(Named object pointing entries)
★ ★ ★

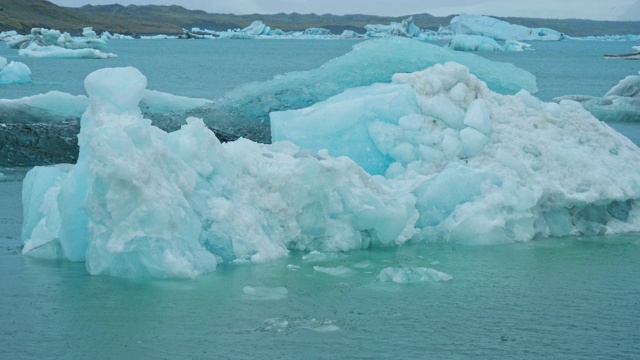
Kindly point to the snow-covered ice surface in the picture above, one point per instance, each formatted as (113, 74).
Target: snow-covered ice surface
(248, 106)
(470, 24)
(52, 51)
(14, 72)
(56, 106)
(620, 104)
(50, 37)
(483, 43)
(462, 163)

★ ★ ★

- _Work required_:
Scale the lines above by writing each one out again in full. Multiply every answer coordinate by 0.25 and round to whole numbers, with halves going up, but leave the sample coordinate in the wording unchanged and omit the pictures.

- _Solution to this task_:
Kindly point to the snow-covered ice surface in the picture above, one point per instance, each formatted as (113, 74).
Target: snow-covered ice surface
(62, 27)
(118, 6)
(13, 13)
(4, 18)
(14, 27)
(155, 26)
(13, 9)
(121, 11)
(116, 41)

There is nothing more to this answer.